**CHALLENGES**.
**A.** Rewrite the entries as a numbered list, starting at the line that contains "tray in the photo above." and ending at the last line of the entries. Leave out blank lines.
**B.** Write the next part of the court judgment, picking up right after its final sentence.

**DOCUMENT SEGMENT**.
————

11. The other set of evidence against the accused is that the victim's dead body was found lying in his Dhani. He could furnish no explanation as to how the victim's dead body, if he was not killed there, was found at that place. There is no suggestion from the accused's side that the dead body of the victim was planted there by anybody else. This fact of the victim's dead body being found lying in his Dhani affords a very valuable Link in the chain of evidence against him.
12. The accused was arrested on February 19,1977 vide arrest memo Ex. P.4. Afver his arrest, the accused made the disclosure statement Ex. P.10 before the Investigating Officer Vishansingh (PW 10). The disclosure statement is that he had concealed a Lathi in the fences of his Dhani which he would get recovered. Thereafter the accused took the Investigating Officer and the Mothirs in the back side of his Dhani and took out Lathi (Article 8) lying concealed in the fences there. It was seized and sealed and seizure memo Ex. P 5 was prepared. PW. 1 Jogsingh and PW. 3 Udaisingh are the Mothirs of this recovery of Lathi, Both of them stated that the accused took them and the Investigating Officer in the back side of his Dhani and took out Lathi (Article 8) lying concealed in the fences. It was seized and sealed and seizure memo Exp. 5 was prepared, on which they appended their signatures. This Lathi was sent for chemical examination As per report Ex. P.12 of the Serologist, human blood was found on it. The recovery of the blood-stained Lathi in consequence of the information furnished by the accused and at his instance furnishes a very valuable piece of corroborative evidence against the accused.
13. Thus, taking the three sets of evidence together namely (1) the extra-judicial confession of the accused, (2) the fact that the victim's dead body was found lying in his Dhani and (3) the recovery of the bloodstained Lathi in consequence of the information furnished by him and at his instance, the irresistible conclusion is that Peparam was done to death by the accused and the accused alone.

————

**DATA EXTRACT**.

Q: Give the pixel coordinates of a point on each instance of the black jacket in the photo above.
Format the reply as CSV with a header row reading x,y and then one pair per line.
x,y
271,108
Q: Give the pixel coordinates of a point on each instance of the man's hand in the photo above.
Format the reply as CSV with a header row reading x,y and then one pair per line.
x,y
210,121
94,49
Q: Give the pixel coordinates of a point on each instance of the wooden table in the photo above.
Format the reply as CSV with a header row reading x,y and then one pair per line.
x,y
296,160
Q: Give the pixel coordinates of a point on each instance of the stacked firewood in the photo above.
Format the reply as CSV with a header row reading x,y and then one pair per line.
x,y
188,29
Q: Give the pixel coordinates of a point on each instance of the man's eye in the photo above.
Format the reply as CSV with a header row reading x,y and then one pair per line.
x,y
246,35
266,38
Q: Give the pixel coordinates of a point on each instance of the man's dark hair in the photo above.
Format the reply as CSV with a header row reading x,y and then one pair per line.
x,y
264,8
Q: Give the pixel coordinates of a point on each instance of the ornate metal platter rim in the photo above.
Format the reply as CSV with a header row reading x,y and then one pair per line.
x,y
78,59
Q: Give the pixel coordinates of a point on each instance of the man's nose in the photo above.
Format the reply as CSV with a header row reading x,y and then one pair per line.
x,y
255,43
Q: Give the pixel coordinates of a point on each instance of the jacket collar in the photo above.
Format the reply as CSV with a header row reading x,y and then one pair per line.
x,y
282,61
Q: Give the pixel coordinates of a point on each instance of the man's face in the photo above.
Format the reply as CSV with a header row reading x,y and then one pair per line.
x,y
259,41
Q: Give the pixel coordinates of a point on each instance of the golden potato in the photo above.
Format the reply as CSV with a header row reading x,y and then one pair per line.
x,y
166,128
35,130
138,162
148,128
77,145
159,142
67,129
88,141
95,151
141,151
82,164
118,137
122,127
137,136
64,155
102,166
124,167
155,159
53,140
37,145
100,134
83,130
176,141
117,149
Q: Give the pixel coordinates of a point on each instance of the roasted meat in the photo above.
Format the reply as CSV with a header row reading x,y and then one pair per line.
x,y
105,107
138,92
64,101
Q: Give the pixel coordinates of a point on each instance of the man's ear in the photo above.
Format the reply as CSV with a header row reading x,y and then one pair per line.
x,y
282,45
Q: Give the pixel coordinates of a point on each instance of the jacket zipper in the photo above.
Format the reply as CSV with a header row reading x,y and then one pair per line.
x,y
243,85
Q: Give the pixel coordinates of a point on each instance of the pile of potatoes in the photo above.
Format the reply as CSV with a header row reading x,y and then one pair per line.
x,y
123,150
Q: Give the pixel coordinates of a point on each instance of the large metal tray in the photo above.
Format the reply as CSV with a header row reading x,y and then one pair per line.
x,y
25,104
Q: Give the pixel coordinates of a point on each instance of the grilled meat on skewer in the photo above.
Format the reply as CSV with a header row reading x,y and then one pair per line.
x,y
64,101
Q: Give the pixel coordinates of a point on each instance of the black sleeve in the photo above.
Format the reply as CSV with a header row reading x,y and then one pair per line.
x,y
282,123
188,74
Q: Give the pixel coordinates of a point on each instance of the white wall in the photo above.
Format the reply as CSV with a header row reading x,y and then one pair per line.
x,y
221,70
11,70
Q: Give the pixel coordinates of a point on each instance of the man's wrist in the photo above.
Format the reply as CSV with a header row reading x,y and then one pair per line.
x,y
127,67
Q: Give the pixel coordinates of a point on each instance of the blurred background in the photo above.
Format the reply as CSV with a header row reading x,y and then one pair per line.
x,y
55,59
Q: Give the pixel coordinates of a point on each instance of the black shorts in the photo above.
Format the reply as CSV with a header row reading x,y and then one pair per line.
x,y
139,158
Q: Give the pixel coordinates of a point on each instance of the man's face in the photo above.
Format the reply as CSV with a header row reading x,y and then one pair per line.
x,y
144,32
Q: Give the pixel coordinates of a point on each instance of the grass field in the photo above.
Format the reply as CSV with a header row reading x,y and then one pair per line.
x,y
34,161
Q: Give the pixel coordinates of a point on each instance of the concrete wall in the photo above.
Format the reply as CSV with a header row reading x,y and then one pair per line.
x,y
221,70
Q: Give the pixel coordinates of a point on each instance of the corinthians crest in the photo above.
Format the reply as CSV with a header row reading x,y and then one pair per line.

————

**RESULTS FOR EACH TASK**.
**A.**
1. Q: Give the pixel coordinates of a point on each instance of the large metal tray in the photo above.
2. Format the reply as CSV with a header row reading x,y and then one pair per line.
3. x,y
4. 25,104
5. Q: Give the pixel coordinates of a point on each instance of the grilled meat on skewer in the photo above.
6. Format the reply as CSV with a header row reading x,y and then one pair per line.
7. x,y
8. 64,101
9. Q: Give the pixel coordinates of a point on each instance of the black sleeve in the photo above.
10. Format the reply as CSV with a header row reading x,y and then one pair per line.
11. x,y
12. 282,123
13. 188,74
14. Q: Give the pixel coordinates of a point on each instance of the white wall in the photo above.
15. Format the reply as CSV with a header row reading x,y and then one pair per line.
16. x,y
17. 221,70
18. 11,70
19. Q: Give the pixel coordinates of a point on each instance of the man's wrist in the photo above.
20. Format the reply as CSV with a header row reading x,y and then one pair per line.
21. x,y
22. 127,67
23. Q: Give the pixel coordinates of a point on each instance of the blurred background in the photo above.
24. Format the reply as CSV with a header row reading x,y and then one pair per line.
25. x,y
26. 55,59
27. Q: Give the pixel coordinates of a point on each instance of the black shorts in the photo above.
28. Format the reply as CSV with a header row reading x,y and then one pair per line.
29. x,y
30. 139,158
31. Q: Give the pixel coordinates of a point on each instance of the man's face in the photo above.
32. Format the reply as CSV with a header row reading x,y and then one pair per line.
33. x,y
34. 144,32
35. Q: Give the pixel coordinates of a point on each instance of the grass field in the photo above.
36. Format the reply as CSV with a header row reading x,y and then one pair per line.
37. x,y
38. 34,161
39. Q: Give the pixel coordinates of a point on each instance of the concrete wall in the photo above.
40. Format the reply as CSV with a header row reading x,y and then one pair per line.
41. x,y
42. 221,70
43. Q: Give the pixel coordinates of a point on each instance of the corinthians crest in the photo above.
44. Format the reply as CSV with a header row reading x,y and then one pair per line.

**B.**
14. The learned Sessions Judge has held that the case was covered by the First exception of Section 300, IPC He held that while killing the victim, the accused was deprived of the power of self-control by grave and sudden provocation. He has, therefore, held that the offence made out falls within the ambit of Part I of Section 304, IPC. This finding of the learned Sessions Judge is final as the State has not filed any appeal against it.
15. It was lastly argued that the accused is a young man and the sentence awarded in excessive. In my opinion, the sentence of 5-1/2 years rigorous imprisonment for an offence under Section 304 Part I, IPC cannot be said to be excessive or unduly harsh. No reduction of sentence is called for.
16. For the reasons stated above, I find no force in this appeal of accused Hamiraram. It is consequently dismissed. Accused Hamiraram was on bail during the pendency of appeal. He is not present today. He will surrender before the learned Sessions Judge, Jodhpur within one month, failing which the learned Sessions Judge will get him arrested and commit him to jail to serve out the unexpired portion of his sentence.